:: Input

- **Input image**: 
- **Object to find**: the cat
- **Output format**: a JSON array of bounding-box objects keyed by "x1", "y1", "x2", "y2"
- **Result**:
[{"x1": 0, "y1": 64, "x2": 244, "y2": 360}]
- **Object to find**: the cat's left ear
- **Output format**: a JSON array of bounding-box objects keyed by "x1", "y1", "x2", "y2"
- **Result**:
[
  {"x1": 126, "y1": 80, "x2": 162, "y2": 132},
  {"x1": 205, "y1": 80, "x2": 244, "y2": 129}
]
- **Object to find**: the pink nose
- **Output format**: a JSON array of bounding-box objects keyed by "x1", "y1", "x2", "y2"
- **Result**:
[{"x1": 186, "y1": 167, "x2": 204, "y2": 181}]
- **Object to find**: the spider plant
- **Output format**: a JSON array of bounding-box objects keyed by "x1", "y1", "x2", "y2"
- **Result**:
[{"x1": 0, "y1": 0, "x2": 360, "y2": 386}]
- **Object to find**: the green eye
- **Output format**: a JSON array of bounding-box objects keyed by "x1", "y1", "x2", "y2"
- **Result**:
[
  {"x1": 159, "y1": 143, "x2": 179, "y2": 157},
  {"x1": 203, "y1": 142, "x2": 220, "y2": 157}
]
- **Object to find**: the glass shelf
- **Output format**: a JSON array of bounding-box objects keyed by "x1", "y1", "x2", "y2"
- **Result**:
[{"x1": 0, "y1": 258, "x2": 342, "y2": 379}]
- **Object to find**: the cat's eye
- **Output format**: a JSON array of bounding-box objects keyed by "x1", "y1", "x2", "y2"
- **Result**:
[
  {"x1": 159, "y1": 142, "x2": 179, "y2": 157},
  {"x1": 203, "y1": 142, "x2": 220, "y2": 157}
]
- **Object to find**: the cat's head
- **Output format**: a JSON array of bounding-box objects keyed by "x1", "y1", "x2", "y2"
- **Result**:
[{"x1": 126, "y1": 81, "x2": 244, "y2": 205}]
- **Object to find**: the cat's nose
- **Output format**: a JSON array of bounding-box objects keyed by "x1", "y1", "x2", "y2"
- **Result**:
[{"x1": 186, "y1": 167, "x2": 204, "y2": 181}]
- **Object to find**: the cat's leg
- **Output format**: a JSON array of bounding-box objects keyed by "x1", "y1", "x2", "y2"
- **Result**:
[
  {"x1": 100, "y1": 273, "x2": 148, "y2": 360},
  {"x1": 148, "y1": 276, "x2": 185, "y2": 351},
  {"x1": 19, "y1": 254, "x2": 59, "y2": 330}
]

::::

Rewrite the data above in full, swapping each occurrence of "Object to find" for "Item to locate" and leaving everything else as it is.

_Answer for the task_
- **Input image**: 
- **Item to locate**: the cat
- **Output format**: a JSON array of bounding-box objects keyed by "x1", "y1", "x2", "y2"
- **Result**:
[{"x1": 0, "y1": 64, "x2": 244, "y2": 360}]
- **Item to locate**: the cat's left ear
- **Output format**: a JSON array of bounding-box objects keyed by "x1", "y1", "x2", "y2"
- **Result**:
[
  {"x1": 126, "y1": 80, "x2": 162, "y2": 132},
  {"x1": 205, "y1": 80, "x2": 244, "y2": 129}
]
- **Item to locate**: the pink nose
- **Output format**: a JSON array of bounding-box objects keyed by "x1", "y1", "x2", "y2"
- **Result**:
[{"x1": 186, "y1": 167, "x2": 204, "y2": 181}]
- **Item to locate**: the spider plant
- **Output format**: a JSON array of bounding-box objects keyed by "x1", "y1", "x2", "y2"
- **Result**:
[{"x1": 0, "y1": 0, "x2": 360, "y2": 386}]
- **Item to locate**: the green eye
- **Output format**: a JSON array of bounding-box objects keyed by "x1", "y1", "x2", "y2"
- **Result**:
[
  {"x1": 159, "y1": 143, "x2": 179, "y2": 157},
  {"x1": 203, "y1": 142, "x2": 220, "y2": 157}
]
- **Item to locate**: the glass shelf
- **Output format**: a JSON array of bounding-box objects keyed by "x1", "y1", "x2", "y2"
- **Result**:
[{"x1": 0, "y1": 258, "x2": 342, "y2": 379}]
- **Item to locate**: the cat's eye
- **Output format**: a JSON array of bounding-box objects keyed by "x1", "y1", "x2", "y2"
- **Result**:
[
  {"x1": 159, "y1": 142, "x2": 179, "y2": 157},
  {"x1": 203, "y1": 142, "x2": 220, "y2": 157}
]
- **Item to locate**: the cat's head
- **Output format**: a JSON array of bounding-box objects keyed by "x1", "y1", "x2", "y2"
- **Result**:
[{"x1": 126, "y1": 81, "x2": 244, "y2": 205}]
- **Item to locate**: the cat's nose
- **Output format**: a JSON array of bounding-box objects keyed by "x1", "y1", "x2", "y2"
- **Result**:
[{"x1": 186, "y1": 167, "x2": 204, "y2": 181}]
- **Item to locate**: the cat's leg
- **Output format**: a JSON array of bounding-box objects keyed by "x1", "y1", "x2", "y2"
- **Result**:
[
  {"x1": 100, "y1": 273, "x2": 148, "y2": 360},
  {"x1": 148, "y1": 276, "x2": 185, "y2": 351},
  {"x1": 19, "y1": 254, "x2": 59, "y2": 330}
]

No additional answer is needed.